[Start SELECTED PASSAGE]

According to a first aspect of the present disclosure, an encoding apparatus is provided, where the encoding apparatus includes: a first buffer, configured to buffer a quantized coefficient of an image block that is input by a quantization circuit; an information generation circuit, configured to detect the quantized coefficient of the image block sequentially to obtain run-length encoding information, where the run-length encoding information includes at least one of level-run information, zero-run information, and identification information of a direct current (DC) coefficient; a second buffer, configured to buffer the run-length encoding information generated by the information generation circuit; and a processing circuit, configured to: when the second buffer stores run-length encoding information, read the run-length encoding information from the second buffer, read the quantized coefficient corresponding to the run-length encoding information from the first buffer, and output the run-length encoding information and the corresponding quantized coefficient to an entropy encoding circuit.

According to a second aspect of the present disclosure, an encoding apparatus is provided, where the encoding apparatus includes: a transformation circuit, configured to generate a transformation coefficient of an image block; a scanning circuit, configured to convert the transformation coefficient from two-dimensional data to a one-dimensional data sequence; a quantization circuit, configured to quantize the one-dimensional data sequence to generate a quantized coefficient of the image block; an entropy encoding circuit, configured to perform entropy encoding on the quantized coefficient.

[End SELECTED PASSAGE]
[Start MATERIAL PROVIDED]

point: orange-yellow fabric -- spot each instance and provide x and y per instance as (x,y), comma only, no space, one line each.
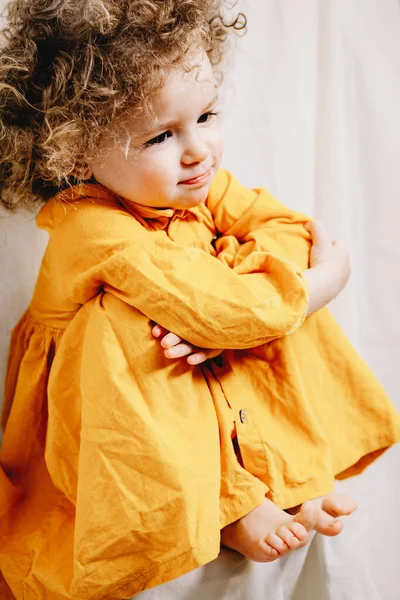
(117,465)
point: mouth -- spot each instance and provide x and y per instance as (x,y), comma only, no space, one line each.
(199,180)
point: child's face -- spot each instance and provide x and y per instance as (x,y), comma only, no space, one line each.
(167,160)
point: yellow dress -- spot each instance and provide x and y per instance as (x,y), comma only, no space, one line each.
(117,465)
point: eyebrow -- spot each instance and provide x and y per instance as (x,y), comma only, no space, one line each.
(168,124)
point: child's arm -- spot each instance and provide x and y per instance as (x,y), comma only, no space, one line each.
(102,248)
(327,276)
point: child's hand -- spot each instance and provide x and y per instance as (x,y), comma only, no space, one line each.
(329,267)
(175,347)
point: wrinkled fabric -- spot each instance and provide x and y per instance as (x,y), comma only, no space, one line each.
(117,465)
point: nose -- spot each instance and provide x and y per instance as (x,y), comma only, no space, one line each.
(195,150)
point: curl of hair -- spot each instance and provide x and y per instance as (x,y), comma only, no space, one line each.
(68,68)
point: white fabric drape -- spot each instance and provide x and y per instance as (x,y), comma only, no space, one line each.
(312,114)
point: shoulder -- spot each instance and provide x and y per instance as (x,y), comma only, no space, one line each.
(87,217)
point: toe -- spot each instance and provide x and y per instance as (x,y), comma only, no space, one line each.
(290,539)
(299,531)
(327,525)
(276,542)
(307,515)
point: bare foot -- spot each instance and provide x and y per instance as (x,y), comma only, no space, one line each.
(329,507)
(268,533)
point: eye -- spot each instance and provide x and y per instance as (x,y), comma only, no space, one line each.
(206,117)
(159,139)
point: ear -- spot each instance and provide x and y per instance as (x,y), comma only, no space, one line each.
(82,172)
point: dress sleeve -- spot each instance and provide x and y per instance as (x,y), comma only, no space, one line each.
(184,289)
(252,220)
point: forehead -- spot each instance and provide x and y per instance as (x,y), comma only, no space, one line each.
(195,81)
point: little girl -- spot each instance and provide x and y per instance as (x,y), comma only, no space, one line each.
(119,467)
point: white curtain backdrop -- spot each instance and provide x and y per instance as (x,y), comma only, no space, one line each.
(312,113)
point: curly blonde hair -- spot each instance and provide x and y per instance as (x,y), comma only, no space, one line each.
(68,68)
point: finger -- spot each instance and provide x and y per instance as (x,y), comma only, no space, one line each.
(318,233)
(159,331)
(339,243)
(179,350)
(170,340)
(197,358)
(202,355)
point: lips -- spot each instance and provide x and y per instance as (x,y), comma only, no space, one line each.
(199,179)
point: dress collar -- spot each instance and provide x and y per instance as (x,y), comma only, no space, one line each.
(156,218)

[End MATERIAL PROVIDED]
[Start MATERIAL PROVIDED]

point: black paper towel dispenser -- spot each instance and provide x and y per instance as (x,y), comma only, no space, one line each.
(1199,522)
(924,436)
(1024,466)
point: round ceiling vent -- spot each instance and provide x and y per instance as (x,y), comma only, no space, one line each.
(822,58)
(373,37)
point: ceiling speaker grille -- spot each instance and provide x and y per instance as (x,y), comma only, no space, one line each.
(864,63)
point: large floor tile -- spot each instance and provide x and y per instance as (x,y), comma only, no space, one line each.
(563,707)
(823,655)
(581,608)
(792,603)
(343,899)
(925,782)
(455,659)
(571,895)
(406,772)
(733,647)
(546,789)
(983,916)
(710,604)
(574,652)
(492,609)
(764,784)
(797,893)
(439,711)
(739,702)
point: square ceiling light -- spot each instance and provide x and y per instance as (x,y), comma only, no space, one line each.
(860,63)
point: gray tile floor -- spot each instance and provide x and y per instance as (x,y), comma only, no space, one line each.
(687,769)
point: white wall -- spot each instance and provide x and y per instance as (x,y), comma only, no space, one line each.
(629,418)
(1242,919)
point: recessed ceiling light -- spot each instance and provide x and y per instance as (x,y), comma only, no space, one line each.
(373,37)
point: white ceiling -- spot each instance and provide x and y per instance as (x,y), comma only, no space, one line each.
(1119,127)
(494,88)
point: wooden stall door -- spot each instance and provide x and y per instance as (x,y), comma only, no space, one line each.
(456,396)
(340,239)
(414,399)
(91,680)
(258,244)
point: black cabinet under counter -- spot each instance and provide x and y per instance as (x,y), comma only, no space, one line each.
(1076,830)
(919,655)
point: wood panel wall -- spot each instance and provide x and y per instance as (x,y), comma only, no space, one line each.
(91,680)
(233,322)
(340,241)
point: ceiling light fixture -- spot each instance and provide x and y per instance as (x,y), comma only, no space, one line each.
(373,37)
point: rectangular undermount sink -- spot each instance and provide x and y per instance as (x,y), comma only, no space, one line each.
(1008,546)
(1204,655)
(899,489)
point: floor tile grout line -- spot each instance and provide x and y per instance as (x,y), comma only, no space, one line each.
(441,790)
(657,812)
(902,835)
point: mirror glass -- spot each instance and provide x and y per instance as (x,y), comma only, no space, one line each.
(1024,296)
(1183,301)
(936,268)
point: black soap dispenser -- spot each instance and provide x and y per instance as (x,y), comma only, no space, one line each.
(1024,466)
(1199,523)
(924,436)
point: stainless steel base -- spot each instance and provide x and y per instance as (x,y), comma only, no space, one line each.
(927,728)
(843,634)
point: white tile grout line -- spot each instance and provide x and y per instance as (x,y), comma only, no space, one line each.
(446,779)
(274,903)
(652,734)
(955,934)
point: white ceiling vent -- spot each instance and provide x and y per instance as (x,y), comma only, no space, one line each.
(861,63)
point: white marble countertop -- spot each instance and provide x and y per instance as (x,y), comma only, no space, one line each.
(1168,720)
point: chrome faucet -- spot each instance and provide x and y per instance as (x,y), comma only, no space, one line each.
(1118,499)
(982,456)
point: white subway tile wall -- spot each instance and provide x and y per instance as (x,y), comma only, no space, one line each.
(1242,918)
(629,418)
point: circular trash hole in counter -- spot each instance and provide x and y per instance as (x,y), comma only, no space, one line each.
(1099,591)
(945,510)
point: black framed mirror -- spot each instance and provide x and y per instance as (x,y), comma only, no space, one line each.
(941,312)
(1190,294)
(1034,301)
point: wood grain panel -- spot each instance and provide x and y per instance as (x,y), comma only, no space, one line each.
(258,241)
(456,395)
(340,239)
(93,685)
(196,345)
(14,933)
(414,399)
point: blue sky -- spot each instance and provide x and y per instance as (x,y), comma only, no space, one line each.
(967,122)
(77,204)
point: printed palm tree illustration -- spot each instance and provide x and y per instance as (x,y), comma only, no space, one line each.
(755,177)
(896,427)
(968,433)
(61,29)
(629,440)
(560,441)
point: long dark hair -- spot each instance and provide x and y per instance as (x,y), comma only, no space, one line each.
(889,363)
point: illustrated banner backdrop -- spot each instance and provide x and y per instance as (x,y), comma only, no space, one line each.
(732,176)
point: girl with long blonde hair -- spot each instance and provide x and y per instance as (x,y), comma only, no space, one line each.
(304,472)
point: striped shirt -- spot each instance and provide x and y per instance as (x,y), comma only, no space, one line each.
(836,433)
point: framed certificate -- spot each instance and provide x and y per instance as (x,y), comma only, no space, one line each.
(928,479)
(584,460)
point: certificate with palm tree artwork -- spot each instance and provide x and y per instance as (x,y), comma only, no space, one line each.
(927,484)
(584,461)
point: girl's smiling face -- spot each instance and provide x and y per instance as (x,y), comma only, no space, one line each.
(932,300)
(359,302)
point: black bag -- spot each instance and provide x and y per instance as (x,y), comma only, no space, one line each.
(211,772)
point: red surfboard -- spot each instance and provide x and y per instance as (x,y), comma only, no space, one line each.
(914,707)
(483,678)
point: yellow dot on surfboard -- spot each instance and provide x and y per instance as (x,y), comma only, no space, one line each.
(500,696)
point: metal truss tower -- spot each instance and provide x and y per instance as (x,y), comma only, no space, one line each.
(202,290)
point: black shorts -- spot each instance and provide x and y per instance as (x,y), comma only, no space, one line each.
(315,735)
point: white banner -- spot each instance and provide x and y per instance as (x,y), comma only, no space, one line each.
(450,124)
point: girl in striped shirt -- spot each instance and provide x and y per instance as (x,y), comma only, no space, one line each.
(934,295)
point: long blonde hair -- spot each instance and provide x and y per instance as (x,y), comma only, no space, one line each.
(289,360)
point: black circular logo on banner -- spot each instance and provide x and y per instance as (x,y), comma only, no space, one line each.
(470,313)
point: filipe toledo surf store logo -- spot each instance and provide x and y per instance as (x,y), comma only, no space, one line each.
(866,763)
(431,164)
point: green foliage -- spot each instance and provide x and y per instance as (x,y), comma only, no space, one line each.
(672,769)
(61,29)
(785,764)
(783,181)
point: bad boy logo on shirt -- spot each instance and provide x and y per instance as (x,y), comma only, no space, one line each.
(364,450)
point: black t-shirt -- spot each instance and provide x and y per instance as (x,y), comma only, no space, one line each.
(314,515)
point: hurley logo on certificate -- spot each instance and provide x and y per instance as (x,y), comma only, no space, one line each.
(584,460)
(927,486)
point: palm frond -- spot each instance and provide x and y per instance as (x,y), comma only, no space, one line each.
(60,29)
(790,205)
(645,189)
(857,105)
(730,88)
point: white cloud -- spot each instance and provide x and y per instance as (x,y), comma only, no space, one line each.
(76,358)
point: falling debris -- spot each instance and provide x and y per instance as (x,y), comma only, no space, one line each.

[End MATERIAL PROVIDED]
[Start MATERIAL PROVIDED]

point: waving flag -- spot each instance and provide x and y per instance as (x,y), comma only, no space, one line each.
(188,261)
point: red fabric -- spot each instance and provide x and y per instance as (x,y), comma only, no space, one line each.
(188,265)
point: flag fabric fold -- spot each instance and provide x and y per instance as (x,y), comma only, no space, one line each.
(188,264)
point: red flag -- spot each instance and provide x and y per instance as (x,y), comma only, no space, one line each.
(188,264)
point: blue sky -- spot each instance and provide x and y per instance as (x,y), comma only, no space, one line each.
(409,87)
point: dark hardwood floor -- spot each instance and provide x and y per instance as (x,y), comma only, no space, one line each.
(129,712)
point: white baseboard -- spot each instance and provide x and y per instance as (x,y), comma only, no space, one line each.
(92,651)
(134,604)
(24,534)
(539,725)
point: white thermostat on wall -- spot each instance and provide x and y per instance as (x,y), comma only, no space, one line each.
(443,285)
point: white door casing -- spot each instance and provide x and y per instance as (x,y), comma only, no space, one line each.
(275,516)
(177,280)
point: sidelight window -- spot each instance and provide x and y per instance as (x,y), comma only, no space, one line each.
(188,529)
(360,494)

[End MATERIAL PROVIDED]

CHALLENGES:
1: Set down the stretch of the encoding apparatus passage from "According to a second" through "the quantized coefficient." word for word.
2: In the encoding apparatus passage, what is the second buffer configured to buffer?
3: Continue the encoding apparatus passage from its final sentence onward.

ANSWERS TO THE EXERCISES:
1:
According to a second aspect of the present disclosure, an encoding apparatus is provided, where the encoding apparatus includes: a transformation circuit, configured to generate a transformation coefficient of an image block; a scanning circuit, configured to convert the transformation coefficient from two-dimensional data to a one-dimensional data sequence; a quantization circuit, configured to quantize the one-dimensional data sequence to generate a quantized coefficient of the image block; an entropy encoding circuit, configured to perform entropy encoding on the quantized coefficient.

2: The run-length encoding information generated by the information generation circuit.

3:
According to a third aspect of the present disclosure, an encoding system is provided, where the encoding system includes: the encoding apparatus according to the first aspect or the second aspect; and a memory, where the memory includes a ring storage space for storing a coded stream output by the encoding apparatus.

The encoding apparatus provided by this disclosure isolates a quantized coefficient write logic from a quantized coefficient read logic by introducing the two buffers, the information generation circuit, and the processing circuit, so that after the run-length encoding information of several quantized coefficients is confirmed, a process of extracting the run-length encoding information and a process of performing entropy encoding on the quantized coefficients may be performed in parallel, and that hardware pipelining between run-length encoding and quantizing processes is not interrupted. Therefore, parallelism of the encoding apparatus is improved.

BRIEF DESCRIPTION OF THE DRAWINGS

In order to illustrate the example embodiments of the present disclosure more clearly, the drawings used in the description will be briefly introduced below. Apparently, the drawings in the following description represent some of the example embodiments of the present disclosure, and other drawings may be obtained from these drawings by those skilled in the art without any creative efforts.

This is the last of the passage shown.